### Exercise aim
Everything in the records below should be printed exactly, except the pictures.
=======
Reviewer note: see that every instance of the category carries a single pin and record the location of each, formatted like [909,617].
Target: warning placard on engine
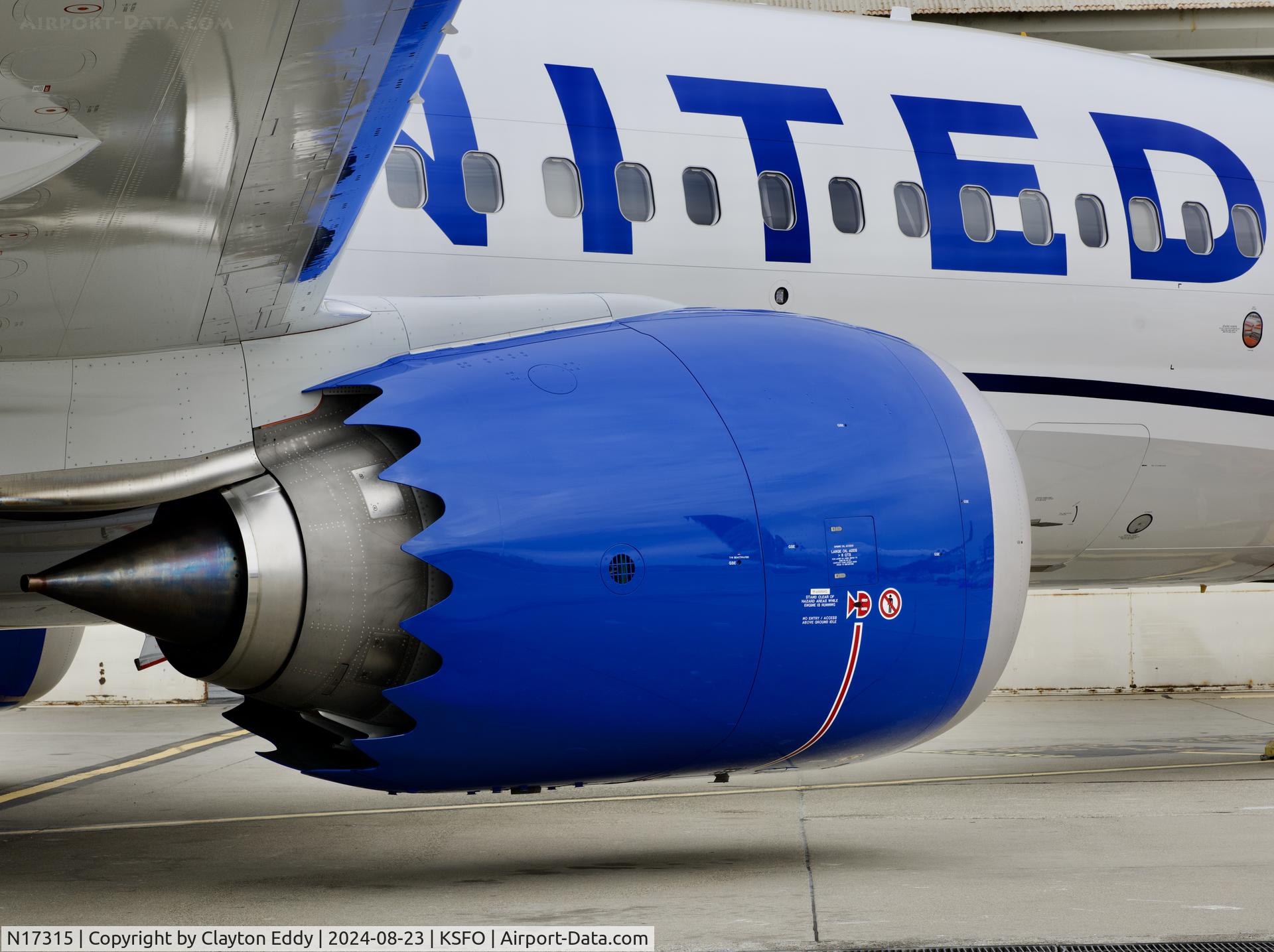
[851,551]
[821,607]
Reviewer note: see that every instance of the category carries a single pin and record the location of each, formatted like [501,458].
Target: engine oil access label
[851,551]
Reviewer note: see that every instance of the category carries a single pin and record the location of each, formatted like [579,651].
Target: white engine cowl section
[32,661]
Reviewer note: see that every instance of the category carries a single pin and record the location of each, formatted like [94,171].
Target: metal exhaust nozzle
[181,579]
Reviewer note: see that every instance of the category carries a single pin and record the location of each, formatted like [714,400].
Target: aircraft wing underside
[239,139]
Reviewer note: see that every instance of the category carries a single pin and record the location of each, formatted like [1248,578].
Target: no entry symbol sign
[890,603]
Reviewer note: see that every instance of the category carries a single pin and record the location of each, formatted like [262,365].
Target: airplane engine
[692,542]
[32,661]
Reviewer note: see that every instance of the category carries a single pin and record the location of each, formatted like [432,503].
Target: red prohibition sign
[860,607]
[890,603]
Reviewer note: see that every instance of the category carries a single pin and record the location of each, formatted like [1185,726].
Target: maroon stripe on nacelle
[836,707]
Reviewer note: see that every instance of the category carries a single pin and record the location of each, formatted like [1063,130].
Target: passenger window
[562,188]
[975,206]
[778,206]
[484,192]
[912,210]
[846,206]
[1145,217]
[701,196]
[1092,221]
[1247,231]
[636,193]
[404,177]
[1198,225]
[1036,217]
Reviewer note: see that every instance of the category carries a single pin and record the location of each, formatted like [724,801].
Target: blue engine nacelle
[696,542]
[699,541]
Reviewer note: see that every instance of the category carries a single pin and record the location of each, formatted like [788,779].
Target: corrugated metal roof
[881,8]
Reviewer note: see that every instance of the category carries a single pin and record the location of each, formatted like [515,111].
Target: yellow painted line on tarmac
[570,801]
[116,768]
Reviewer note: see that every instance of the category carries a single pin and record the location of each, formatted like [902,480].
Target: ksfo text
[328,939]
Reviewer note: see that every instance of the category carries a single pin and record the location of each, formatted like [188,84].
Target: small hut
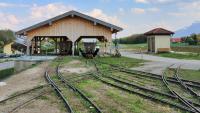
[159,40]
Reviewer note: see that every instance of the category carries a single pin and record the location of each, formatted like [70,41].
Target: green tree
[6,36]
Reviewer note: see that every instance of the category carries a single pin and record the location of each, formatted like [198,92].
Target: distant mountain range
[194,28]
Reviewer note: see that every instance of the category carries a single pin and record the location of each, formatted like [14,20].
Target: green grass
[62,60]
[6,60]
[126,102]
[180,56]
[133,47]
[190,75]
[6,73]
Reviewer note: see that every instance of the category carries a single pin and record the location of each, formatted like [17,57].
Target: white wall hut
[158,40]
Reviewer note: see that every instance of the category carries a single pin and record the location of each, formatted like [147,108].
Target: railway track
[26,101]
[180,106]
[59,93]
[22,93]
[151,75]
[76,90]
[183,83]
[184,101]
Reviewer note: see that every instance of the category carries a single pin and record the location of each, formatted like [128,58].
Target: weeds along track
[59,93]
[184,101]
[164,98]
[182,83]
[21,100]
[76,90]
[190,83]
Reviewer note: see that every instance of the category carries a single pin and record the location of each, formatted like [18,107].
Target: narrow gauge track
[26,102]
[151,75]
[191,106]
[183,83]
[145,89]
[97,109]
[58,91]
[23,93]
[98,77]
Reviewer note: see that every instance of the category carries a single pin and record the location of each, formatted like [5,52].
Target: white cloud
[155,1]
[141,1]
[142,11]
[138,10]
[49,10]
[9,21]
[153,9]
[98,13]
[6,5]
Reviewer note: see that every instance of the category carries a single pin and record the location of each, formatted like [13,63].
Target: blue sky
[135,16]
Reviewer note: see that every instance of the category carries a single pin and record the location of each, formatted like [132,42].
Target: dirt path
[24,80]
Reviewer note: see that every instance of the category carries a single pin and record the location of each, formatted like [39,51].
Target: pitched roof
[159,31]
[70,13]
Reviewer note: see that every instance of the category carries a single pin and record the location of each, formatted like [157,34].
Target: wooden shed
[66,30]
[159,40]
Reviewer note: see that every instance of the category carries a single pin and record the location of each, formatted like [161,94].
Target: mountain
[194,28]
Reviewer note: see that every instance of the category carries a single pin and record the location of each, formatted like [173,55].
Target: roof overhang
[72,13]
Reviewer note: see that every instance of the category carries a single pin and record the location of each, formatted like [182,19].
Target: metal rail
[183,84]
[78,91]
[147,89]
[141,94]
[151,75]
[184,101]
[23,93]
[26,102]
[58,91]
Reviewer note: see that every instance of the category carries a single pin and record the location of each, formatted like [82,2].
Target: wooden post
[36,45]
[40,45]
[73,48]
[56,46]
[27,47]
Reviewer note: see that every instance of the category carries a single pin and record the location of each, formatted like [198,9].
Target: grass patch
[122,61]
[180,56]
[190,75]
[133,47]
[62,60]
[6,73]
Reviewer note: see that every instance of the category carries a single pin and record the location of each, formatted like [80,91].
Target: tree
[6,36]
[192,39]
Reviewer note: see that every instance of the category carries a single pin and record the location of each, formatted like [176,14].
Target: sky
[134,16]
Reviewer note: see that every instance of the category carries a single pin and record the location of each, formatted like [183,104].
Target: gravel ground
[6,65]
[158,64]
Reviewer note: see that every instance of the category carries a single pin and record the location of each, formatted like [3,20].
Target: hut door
=======
### Task result
Reviewer note: see that every instance of the category carries a single pin and record the location of each, formatted like [909,617].
Target: warning placard on engine
[851,551]
[821,607]
Reviewer note: see that every instance of the category carries a single pin and record the location of each, formatted like [501,458].
Target: engine oil access label
[851,551]
Reviewer note: see that every instance of the category carries a single pin and record the location of each, formatted like [579,651].
Target: white engine cowl section
[32,661]
Reviewer note: see that every instance of the category carries a single pin and record the location of each, formatted like [94,171].
Target: metal exhaust nozzle
[181,579]
Reviewer note: see that every instance of the category carries a single pin and record the location of each, formatted like [714,400].
Target: aircraft wing underside
[239,139]
Reviewer note: see that every instance of the category carries a single pin and record the location of each, formatted like [1248,578].
Target: no entry symbol sign
[890,603]
Reviewer note: see that every instance of the category carries a single pin and record the location of each, formatted like [262,365].
Target: airplane engine
[692,542]
[32,661]
Reviewer note: see that every instance of the category carries a single pin and record the location of each, formatted like [432,503].
Target: red prohibition sign
[860,607]
[890,603]
Reviewer note: see that every instance of the category carries a single pin and record the location of each, formatted like [1185,726].
Target: maroon stripe on nacelle
[836,707]
Reviewer note: see that every instance of the category carries a single pin and record the location of each, formatted like [1063,130].
Target: passenger window
[562,188]
[975,206]
[778,206]
[484,192]
[912,210]
[846,206]
[1145,217]
[701,196]
[1092,221]
[1247,231]
[636,193]
[404,177]
[1198,225]
[1036,217]
Reviewer note: see that every instance of the category carries a single pin and record the location of each, formatted like [724,801].
Target: blue engine nacelle
[696,542]
[699,541]
Reviewer note: see that every instance of the category carries a single pin and record the location of each, formatted like [788,779].
Target: corrugated metal roof
[881,8]
Reviewer note: see that every instance of the category carries a single pin and record the location of each, formatted like [515,111].
Target: yellow painted line on tarmac
[570,801]
[116,768]
Reviewer note: see that every instance of the category carries a single pin and record the location of each, formatted like [902,480].
Target: ksfo text
[328,939]
Reviewer note: see that every instance of the category carries a single pin and record the location of each, formatted like [188,84].
Target: small hut
[159,40]
Reviewer note: see that every instance of the category carries a single pin and record the location of each, formatted like [70,41].
Target: green tree
[6,36]
Reviewer note: see that every instance of the category carries a single pin and record the location of each, formatted like [198,92].
Target: distant mountain range
[194,28]
Reviewer note: see that every instance of the category carries a single pin and record the location of each, formatted like [14,20].
Target: green grass
[62,60]
[6,60]
[126,102]
[180,56]
[133,47]
[190,75]
[6,73]
Reviewer note: see that every instance of the category carries a single pin and record the location of each, formatted like [17,57].
Target: white wall hut
[158,40]
Reviewer note: see that every instance of the category carries a single pin and record the location of each, formatted like [147,108].
Target: railway track
[26,101]
[180,106]
[59,93]
[22,93]
[151,75]
[76,90]
[183,83]
[184,101]
Reviewer note: see that every instance of the category carries a single pin and record the location of each, formatted like [128,58].
Target: weeds along track
[59,93]
[184,101]
[164,98]
[182,83]
[21,100]
[76,90]
[190,83]
Reviewer note: see that every instance of the category carries a single pin and record the location of each, formatted like [18,107].
Target: narrow gauge track
[26,102]
[151,75]
[191,106]
[183,83]
[145,89]
[97,109]
[58,91]
[23,93]
[98,77]
Reviewer note: see that every instance of the category carries a single pin and record the location of each, formatted like [5,52].
Target: white cloud
[155,1]
[141,1]
[142,11]
[138,10]
[49,10]
[9,21]
[153,9]
[98,13]
[6,5]
Reviewer note: see that every instance of the category carries a single pin and record the location of each, formatted like [13,63].
Target: blue sky
[135,16]
Reviewer note: see that every instance of the category carries a single pin and record the location of each, formatted like [132,42].
Target: dirt path
[24,80]
Reviewer note: see that every instance of the category carries a single pin and record the location of each, formatted like [39,51].
Target: pitched roof
[159,31]
[70,13]
Reviewer note: see that every instance of the category carries a single pin and record the location of each, formatted like [157,34].
Target: wooden shed
[66,30]
[159,40]
Reviewer note: see that every instance of the category carries a single pin and record the location of each, formatted like [161,94].
Target: mountain
[194,28]
Reviewer note: see that every instance of the category carries a single pin and record the location of each, formatted like [173,55].
Target: roof overhang
[72,13]
Reviewer note: see that every instance of the category carries a single pin and record the location of each, formatted like [182,19].
Target: metal rail
[183,84]
[78,91]
[147,89]
[141,94]
[151,75]
[184,101]
[23,93]
[26,102]
[58,91]
Reviewer note: see that every instance of the category carries a single pin and record the location of each, formatted like [82,2].
Target: wooden post
[36,45]
[40,45]
[73,48]
[56,46]
[27,47]
Reviewer note: see that every instance of the category carries a single pin and record the location of each, formatted like [198,9].
Target: grass patch
[122,61]
[180,56]
[190,75]
[133,47]
[62,60]
[6,73]
Reviewer note: see that every instance of the category carries a single pin and record the location of each, formatted like [80,91].
Target: tree
[6,36]
[192,39]
Reviewer note: see that every instance of the category carries a single pin and record the location of each, formatted like [176,14].
Target: sky
[134,16]
Reviewer note: see that every instance of the category carries a single pin and record the location of each, formatted like [183,104].
Target: gravel ground
[6,65]
[158,64]
Reviewer note: see that every instance of the category carries a single pin and record the location of each, formatted like [3,20].
Target: hut door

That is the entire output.